In Italien zeichnet der letzte Armutsbericht ein erschreckendes Bild: Rund sechs Millionen Menschen, das sind fast zehn Prozent der Bevölkerung, leben demnach in »absoluter Armut«. Das sind 1,2 Millionen mehr als noch im Jahr 2012. »Absolute Armut« heißt, dass die betroffenen Personen nicht genügend Geld haben, um »Güter und Dienstleistungen für ein Leben in Würde« zu kaufen. Das statistische Amt ISTAT, das die Erhebungen durchgeführt hat, hat genaue Vorstellungen davon, was das bedeutet. Eine alleinstehende, ältere Person, die in einer Kleinstadt im Süden des Landes lebt, braucht demzufolge mindestens 520 Euro monatlich für ein »Leben in Würde«; ein Paar mit einem Kleinkind muss über 1160 Euro verfügen, eine Familie mit drei oder vier Kindern über mindestens 1800 Euro.
——
Schreibe den Text über die Armut in Italien im Anschluss an seinen letzten Satz weiter. Die Einträge spielen hierfür keine Rolle.
——
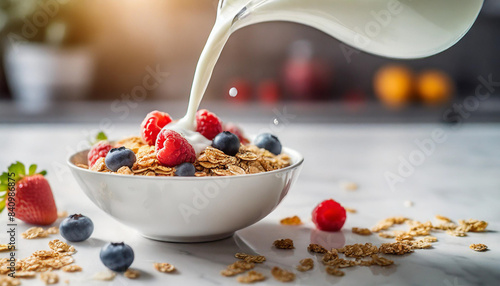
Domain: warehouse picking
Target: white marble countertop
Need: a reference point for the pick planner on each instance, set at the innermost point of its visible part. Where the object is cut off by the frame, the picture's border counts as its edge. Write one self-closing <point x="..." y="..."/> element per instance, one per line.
<point x="458" y="179"/>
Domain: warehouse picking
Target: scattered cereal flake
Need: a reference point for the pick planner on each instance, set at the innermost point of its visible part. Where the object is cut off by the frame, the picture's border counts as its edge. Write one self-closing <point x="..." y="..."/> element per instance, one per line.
<point x="381" y="261"/>
<point x="9" y="281"/>
<point x="49" y="278"/>
<point x="443" y="218"/>
<point x="349" y="210"/>
<point x="60" y="246"/>
<point x="387" y="223"/>
<point x="316" y="248"/>
<point x="71" y="268"/>
<point x="251" y="277"/>
<point x="295" y="220"/>
<point x="250" y="258"/>
<point x="348" y="186"/>
<point x="164" y="267"/>
<point x="125" y="170"/>
<point x="334" y="270"/>
<point x="361" y="231"/>
<point x="473" y="225"/>
<point x="237" y="268"/>
<point x="282" y="274"/>
<point x="358" y="250"/>
<point x="62" y="214"/>
<point x="478" y="247"/>
<point x="306" y="264"/>
<point x="105" y="275"/>
<point x="24" y="274"/>
<point x="329" y="256"/>
<point x="283" y="243"/>
<point x="397" y="248"/>
<point x="34" y="232"/>
<point x="132" y="273"/>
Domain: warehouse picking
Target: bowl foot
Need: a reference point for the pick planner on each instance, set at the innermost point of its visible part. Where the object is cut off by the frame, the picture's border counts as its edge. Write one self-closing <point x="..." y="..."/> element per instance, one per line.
<point x="189" y="239"/>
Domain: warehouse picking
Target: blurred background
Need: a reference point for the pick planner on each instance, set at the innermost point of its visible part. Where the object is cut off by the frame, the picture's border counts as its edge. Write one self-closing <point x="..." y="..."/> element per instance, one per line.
<point x="76" y="61"/>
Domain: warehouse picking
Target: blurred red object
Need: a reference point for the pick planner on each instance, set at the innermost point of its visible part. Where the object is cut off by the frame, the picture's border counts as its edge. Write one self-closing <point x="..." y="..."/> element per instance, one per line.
<point x="268" y="91"/>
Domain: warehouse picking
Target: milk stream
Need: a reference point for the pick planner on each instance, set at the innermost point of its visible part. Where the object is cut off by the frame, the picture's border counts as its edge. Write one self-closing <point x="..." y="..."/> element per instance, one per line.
<point x="397" y="29"/>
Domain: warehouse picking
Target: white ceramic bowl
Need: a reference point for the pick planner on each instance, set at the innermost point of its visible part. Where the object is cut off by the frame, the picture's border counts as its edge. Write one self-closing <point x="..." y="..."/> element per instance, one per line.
<point x="187" y="209"/>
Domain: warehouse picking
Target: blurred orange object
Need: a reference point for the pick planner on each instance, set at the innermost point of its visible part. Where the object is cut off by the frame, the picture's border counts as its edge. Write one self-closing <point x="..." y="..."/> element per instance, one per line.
<point x="393" y="85"/>
<point x="434" y="87"/>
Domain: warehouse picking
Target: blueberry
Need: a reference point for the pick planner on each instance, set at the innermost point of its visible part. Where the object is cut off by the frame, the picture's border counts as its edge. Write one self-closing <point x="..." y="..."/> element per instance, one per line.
<point x="227" y="142"/>
<point x="185" y="170"/>
<point x="119" y="157"/>
<point x="117" y="256"/>
<point x="76" y="228"/>
<point x="269" y="142"/>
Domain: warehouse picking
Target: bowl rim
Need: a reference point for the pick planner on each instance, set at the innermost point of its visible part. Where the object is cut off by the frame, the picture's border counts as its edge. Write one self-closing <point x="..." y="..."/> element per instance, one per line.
<point x="289" y="151"/>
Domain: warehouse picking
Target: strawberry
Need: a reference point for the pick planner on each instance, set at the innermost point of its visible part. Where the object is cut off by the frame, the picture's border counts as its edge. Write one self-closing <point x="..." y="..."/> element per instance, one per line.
<point x="208" y="124"/>
<point x="152" y="124"/>
<point x="172" y="149"/>
<point x="233" y="128"/>
<point x="34" y="202"/>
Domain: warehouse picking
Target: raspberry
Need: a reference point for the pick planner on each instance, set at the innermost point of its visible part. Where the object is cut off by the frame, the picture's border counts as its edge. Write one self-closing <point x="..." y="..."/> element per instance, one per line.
<point x="99" y="150"/>
<point x="329" y="216"/>
<point x="208" y="124"/>
<point x="152" y="124"/>
<point x="233" y="128"/>
<point x="172" y="149"/>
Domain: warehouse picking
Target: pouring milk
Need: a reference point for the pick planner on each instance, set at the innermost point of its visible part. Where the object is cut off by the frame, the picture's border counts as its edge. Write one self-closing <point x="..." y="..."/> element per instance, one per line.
<point x="391" y="28"/>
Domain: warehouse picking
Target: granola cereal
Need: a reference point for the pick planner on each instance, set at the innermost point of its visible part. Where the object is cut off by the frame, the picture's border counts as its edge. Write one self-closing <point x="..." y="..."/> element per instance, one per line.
<point x="164" y="267"/>
<point x="358" y="250"/>
<point x="295" y="220"/>
<point x="334" y="270"/>
<point x="283" y="243"/>
<point x="316" y="248"/>
<point x="397" y="248"/>
<point x="132" y="273"/>
<point x="306" y="264"/>
<point x="237" y="268"/>
<point x="9" y="281"/>
<point x="361" y="231"/>
<point x="251" y="277"/>
<point x="49" y="278"/>
<point x="60" y="246"/>
<point x="34" y="232"/>
<point x="71" y="268"/>
<point x="282" y="274"/>
<point x="250" y="258"/>
<point x="478" y="247"/>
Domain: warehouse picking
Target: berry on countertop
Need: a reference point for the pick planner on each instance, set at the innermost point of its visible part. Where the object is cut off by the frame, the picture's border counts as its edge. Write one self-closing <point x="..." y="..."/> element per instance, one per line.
<point x="329" y="216"/>
<point x="119" y="157"/>
<point x="152" y="125"/>
<point x="185" y="170"/>
<point x="33" y="196"/>
<point x="172" y="149"/>
<point x="233" y="128"/>
<point x="76" y="228"/>
<point x="100" y="148"/>
<point x="117" y="256"/>
<point x="269" y="142"/>
<point x="227" y="142"/>
<point x="208" y="124"/>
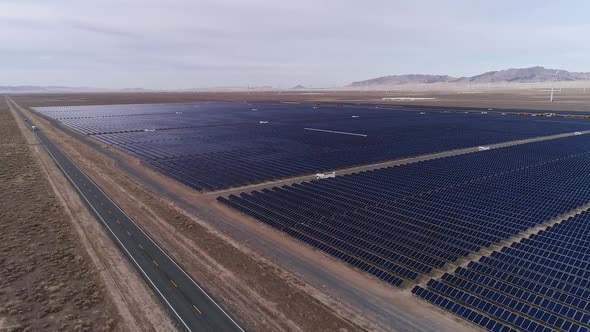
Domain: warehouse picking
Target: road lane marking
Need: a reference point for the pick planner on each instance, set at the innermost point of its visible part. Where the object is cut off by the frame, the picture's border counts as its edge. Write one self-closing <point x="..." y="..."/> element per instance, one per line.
<point x="66" y="159"/>
<point x="197" y="309"/>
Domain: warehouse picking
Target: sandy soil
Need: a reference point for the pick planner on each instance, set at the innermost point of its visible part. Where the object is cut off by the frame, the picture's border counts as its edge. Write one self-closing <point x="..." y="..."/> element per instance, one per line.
<point x="569" y="99"/>
<point x="220" y="248"/>
<point x="261" y="295"/>
<point x="138" y="308"/>
<point x="47" y="281"/>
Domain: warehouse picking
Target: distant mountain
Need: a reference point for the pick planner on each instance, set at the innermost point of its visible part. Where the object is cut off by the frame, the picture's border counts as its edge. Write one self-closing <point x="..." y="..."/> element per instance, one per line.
<point x="34" y="88"/>
<point x="521" y="75"/>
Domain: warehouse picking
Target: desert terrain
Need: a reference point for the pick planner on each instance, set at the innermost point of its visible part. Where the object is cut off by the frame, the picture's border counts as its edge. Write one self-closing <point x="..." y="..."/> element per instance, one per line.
<point x="251" y="269"/>
<point x="47" y="280"/>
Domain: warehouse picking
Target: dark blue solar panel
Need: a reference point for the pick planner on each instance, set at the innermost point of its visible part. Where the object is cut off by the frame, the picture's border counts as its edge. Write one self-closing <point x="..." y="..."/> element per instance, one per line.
<point x="542" y="281"/>
<point x="210" y="146"/>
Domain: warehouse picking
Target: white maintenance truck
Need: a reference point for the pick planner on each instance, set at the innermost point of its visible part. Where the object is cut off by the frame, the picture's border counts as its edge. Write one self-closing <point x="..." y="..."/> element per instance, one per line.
<point x="320" y="176"/>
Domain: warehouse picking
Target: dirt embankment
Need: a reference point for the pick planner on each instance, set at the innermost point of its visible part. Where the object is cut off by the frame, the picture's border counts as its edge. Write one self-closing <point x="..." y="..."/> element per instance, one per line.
<point x="47" y="282"/>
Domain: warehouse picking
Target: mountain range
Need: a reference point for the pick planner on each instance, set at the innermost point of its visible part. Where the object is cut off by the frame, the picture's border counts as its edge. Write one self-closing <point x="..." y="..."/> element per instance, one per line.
<point x="519" y="75"/>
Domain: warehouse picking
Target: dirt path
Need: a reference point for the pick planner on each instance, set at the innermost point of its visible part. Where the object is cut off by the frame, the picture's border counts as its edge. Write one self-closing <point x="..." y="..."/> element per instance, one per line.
<point x="262" y="295"/>
<point x="47" y="280"/>
<point x="268" y="280"/>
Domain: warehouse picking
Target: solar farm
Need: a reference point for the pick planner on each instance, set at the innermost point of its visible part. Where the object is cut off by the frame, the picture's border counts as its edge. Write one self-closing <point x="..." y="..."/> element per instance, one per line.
<point x="408" y="226"/>
<point x="211" y="146"/>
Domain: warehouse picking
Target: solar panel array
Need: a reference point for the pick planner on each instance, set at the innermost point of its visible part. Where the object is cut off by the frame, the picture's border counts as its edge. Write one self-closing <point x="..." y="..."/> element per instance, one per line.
<point x="210" y="146"/>
<point x="401" y="222"/>
<point x="541" y="283"/>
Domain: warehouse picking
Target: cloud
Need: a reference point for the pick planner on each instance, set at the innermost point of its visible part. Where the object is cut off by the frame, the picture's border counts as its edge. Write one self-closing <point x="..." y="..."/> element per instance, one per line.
<point x="187" y="43"/>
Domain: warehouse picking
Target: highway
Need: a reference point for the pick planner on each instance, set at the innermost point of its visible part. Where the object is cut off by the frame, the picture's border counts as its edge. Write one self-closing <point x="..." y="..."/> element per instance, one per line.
<point x="184" y="299"/>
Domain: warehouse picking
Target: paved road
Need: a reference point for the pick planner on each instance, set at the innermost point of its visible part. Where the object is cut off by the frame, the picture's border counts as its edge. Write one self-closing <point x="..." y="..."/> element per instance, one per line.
<point x="185" y="300"/>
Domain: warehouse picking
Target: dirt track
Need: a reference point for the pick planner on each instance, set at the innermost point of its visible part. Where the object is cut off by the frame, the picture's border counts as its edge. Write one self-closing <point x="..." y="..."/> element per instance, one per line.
<point x="259" y="293"/>
<point x="569" y="99"/>
<point x="323" y="295"/>
<point x="47" y="282"/>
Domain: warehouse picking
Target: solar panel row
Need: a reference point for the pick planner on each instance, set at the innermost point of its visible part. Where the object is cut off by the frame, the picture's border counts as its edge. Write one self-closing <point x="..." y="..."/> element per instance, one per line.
<point x="410" y="219"/>
<point x="543" y="282"/>
<point x="209" y="146"/>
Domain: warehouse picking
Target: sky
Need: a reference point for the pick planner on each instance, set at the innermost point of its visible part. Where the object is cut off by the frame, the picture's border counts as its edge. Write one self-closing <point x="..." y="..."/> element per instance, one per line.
<point x="182" y="44"/>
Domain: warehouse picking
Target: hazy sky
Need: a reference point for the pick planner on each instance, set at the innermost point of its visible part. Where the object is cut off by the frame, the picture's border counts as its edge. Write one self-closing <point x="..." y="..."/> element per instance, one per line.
<point x="196" y="43"/>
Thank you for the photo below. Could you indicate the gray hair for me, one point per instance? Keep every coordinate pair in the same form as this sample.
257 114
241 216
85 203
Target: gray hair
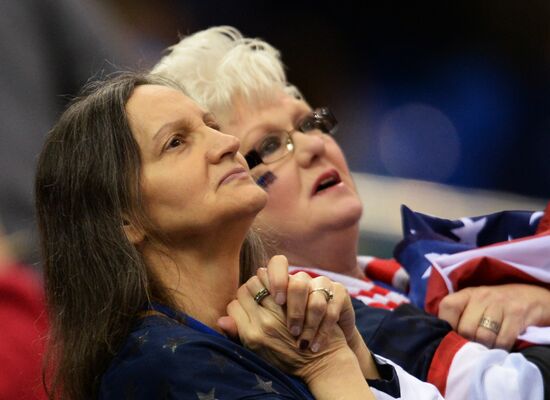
217 63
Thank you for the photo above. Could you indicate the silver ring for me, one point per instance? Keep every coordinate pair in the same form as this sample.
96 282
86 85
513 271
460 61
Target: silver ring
262 294
490 324
327 293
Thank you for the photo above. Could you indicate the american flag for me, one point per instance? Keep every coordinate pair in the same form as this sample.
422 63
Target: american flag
443 256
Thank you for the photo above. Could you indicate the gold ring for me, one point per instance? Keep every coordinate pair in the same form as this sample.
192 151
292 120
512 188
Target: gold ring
327 293
262 294
490 324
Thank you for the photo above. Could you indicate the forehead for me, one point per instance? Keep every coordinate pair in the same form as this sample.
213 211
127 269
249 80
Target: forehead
151 106
248 118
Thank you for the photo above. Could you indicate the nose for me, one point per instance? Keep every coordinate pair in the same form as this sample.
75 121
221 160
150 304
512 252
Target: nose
307 148
220 146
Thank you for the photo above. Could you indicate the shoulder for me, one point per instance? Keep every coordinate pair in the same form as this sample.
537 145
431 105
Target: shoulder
165 359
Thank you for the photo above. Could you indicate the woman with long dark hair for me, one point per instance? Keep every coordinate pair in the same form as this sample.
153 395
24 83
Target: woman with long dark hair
144 211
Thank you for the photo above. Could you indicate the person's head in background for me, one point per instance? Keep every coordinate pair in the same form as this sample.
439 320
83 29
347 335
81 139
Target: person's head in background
313 210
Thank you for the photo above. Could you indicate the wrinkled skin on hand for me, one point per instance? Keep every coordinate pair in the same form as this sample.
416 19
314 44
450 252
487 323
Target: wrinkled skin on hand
513 306
262 328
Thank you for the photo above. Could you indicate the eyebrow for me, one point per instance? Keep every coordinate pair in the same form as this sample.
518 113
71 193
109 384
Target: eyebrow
183 123
266 127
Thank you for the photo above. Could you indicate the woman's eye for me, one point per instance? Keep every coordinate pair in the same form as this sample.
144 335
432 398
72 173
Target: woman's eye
174 142
307 124
269 145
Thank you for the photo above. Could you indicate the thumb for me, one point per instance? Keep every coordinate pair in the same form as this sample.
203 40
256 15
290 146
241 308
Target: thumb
228 325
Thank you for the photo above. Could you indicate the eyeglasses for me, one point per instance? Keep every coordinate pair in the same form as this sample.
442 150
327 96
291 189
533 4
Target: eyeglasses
276 145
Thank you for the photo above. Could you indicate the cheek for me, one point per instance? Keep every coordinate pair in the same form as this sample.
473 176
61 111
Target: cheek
283 192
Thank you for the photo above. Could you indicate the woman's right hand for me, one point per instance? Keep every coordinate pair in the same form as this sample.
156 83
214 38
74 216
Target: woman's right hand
329 373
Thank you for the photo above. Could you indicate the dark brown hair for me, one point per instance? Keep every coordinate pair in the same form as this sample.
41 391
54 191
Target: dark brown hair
87 184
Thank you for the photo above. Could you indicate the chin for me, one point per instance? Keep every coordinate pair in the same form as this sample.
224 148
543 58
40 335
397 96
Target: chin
345 216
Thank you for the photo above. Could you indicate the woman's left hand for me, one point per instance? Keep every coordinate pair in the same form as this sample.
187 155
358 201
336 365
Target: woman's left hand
313 305
512 307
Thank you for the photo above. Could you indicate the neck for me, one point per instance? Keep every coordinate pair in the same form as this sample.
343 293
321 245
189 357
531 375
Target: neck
333 251
202 277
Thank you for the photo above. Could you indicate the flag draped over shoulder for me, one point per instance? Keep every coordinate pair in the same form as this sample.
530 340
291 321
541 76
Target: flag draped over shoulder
443 256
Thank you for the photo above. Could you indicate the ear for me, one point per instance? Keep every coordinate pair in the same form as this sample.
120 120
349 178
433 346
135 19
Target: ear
135 234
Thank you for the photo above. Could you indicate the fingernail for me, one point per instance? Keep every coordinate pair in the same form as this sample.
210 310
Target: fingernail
295 330
315 347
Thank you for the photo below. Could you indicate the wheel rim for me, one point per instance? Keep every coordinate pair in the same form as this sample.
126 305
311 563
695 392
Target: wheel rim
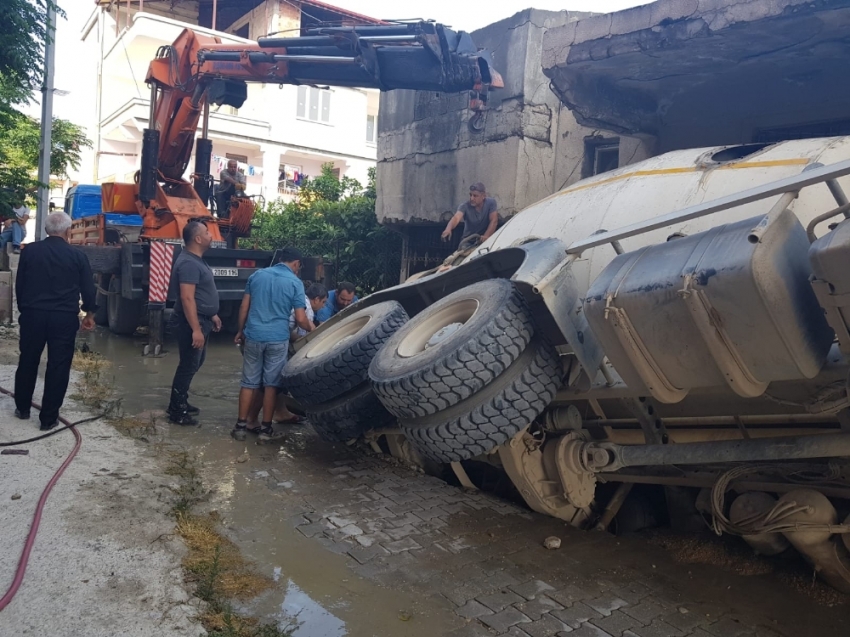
——
» SCHRIFTLICHE ANTWORT:
Das Geld soll reichen, um pro Person täglich 1700 Kalorien zu sich zu nehmen, vier Personen müssen über mindestens 56 Quadratmeter Wohnraum verfügen, zudem genügend Mittel für Strom- und Telefonrechnungen, Heizung, Kleidung, Transportmittel, Arztbesuche und Medikamente besitzen. Andernfalls spricht man von »absoluter Armut«. Betroffen sind in erster Linie Paare mit drei oder mehr Kindern, aber auch alte Menschen. Arbeitslosen geht es schlechter als Menschen mit Job. Insgesamt leben 1,43 Millionen Kinder in Armut.
Diese Statistiken bestätigen nur das, was auch die katholische Caritas im Land wiederholt unterstreicht. Die Hilfsorganisation betreut immer häufiger Familien mit mindestens zwei Kindern, aber auch junge Menschen unter 35 Jahren, die keine oder nur prekäre Arbeitsverhältnisse haben. Deshalb fordern die italienischen Bischöfe jetzt auch eine Grundsicherung für alle, damit jeder am sozialen Leben teilhaben kann.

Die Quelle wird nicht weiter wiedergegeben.